__KUTIPAN TEKS__
====
Sekalipun bersifat final dan mengikat, putusan MK ini tidak nampak sebagai landasan Undang-Undang Nomor 24 Tahun 2013 tentang Perubahan atas Undang-Undang Nomor 23 Tahun 2006 tentang Administrasi Kependudukan (selanjutnya disebut Adminduk). Perubahan dalam Pasal 49 dan Pasal 50 tentang pengakuan dan pengesahan anak hanya menjelaskan dan mempertegas frasa “di luar perkawinan yang sah” menjadi perkawinan sah menurut hukum agama tetapi belum sah menurut hukum Negara, seperti perkawinan yang dilakukan secara siri atau perkawinan yang dilakukan secara gereja. UU Nomor 23 Tahun 2006 tentang Adminduk mengatur sebagai berikut:

Pasal 49
(1) Pengakuan anak wajib dilaporkan oleh orang tua pada Instansi Pelaksana paling lambat 30 (tiga puluh) hari sejak tanggal Surat Pengakuan Anak oleh ayah dan disetujui oleh ibu dari anak yang bersangkutan.
(2) Kewajiban melaporkan sebagaimana dimaksud pada ayat (1) dikecualikan bagi orang tua yang agamanya tidak membenarkan pengakuan anak yang lahir di luar hubungan perkawinan yang sah.

Sementara pengangkatan anak diatur dalam Pasal 50 yang menyatakan sebagai berikut:
Pasal 50
(1) Setiap pengesahan anak wajib dilaporkan oleh orang tua kepada Instansi Pelaksana paling lambat 30 (tiga puluh) hari sejak ayah dan ibu dari anak yang bersangkutan melakukan perkawinan dan mendapatkan akta perkawinan.
(2) Kewajiban melaporkan sebagaimana dimaksud pada ayat (1) dikecualikan bagi orang tua yang agamanya tidak membenarkan pengesahan anak yang lahir diluar hubungan perkawinan yang sah.
====
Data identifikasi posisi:
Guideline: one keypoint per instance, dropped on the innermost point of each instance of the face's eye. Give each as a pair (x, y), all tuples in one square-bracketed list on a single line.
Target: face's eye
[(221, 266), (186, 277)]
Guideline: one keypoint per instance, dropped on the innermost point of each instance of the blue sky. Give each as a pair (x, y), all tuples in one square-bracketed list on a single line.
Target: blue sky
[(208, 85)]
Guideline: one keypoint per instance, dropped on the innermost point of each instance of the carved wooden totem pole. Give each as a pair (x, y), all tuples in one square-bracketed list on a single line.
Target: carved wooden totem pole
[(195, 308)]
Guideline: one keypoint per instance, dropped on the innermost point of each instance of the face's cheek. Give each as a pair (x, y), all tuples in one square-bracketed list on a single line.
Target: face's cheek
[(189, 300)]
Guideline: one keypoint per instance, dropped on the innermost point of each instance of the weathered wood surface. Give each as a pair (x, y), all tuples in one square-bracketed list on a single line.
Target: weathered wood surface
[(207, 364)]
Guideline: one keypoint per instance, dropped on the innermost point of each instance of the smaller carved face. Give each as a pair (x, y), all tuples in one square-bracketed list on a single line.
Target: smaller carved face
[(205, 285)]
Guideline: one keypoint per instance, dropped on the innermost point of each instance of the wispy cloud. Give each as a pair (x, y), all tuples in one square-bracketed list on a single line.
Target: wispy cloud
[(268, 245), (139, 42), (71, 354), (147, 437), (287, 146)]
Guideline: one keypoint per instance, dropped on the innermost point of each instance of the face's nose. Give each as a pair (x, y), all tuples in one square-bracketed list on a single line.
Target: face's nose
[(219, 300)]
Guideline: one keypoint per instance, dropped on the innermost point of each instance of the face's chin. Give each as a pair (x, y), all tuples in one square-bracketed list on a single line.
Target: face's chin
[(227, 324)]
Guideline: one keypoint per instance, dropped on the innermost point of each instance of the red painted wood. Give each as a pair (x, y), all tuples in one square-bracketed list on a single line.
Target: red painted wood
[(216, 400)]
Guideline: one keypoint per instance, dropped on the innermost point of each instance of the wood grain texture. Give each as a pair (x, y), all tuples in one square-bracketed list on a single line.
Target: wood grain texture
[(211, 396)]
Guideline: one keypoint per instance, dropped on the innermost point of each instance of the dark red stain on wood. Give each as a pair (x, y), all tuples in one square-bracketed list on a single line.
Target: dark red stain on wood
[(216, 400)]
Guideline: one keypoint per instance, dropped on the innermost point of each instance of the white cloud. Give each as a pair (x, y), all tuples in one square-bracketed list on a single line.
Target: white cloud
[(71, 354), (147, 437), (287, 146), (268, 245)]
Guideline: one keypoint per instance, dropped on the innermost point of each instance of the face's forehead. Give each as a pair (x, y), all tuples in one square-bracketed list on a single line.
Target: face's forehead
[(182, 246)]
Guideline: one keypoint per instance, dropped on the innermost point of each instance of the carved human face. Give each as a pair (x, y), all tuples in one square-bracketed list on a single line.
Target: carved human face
====
__TUGAS WAJIB A__
Menurut kutipan teks tentang Administrasi Kependudukan, paling lambat kapan pengakuan anak wajib dilaporkan oleh orang tua ke Instansi Pelaksana?
__TUGAS WAJIB B__
Tulis ulang bagian data masukan mulai dari awal data sampai baris yang memuat "[(208, 85)]", termasuk petunjuknya. Tambahkan 31 pada setiap angka koordinat di jawabannya.

__JAWABAN TERTULIS A__
Paling lambat 30 (tiga puluh) hari sejak tanggal Surat Pengakuan Anak oleh ayah dan disetujui oleh ibu dari anak yang bersangkutan.

__JAWABAN TERTULIS B__
Guideline: one keypoint per instance, dropped on the innermost point of each instance of the face's eye. Give each as a pair (x, y), all tuples in one square-bracketed list on a single line.
Target: face's eye
[(252, 297), (217, 308)]
Guideline: one keypoint per instance, dropped on the innermost point of each instance of the blue sky. Give each as a pair (x, y), all tuples in one square-bracketed list on a single line.
Target: blue sky
[(239, 116)]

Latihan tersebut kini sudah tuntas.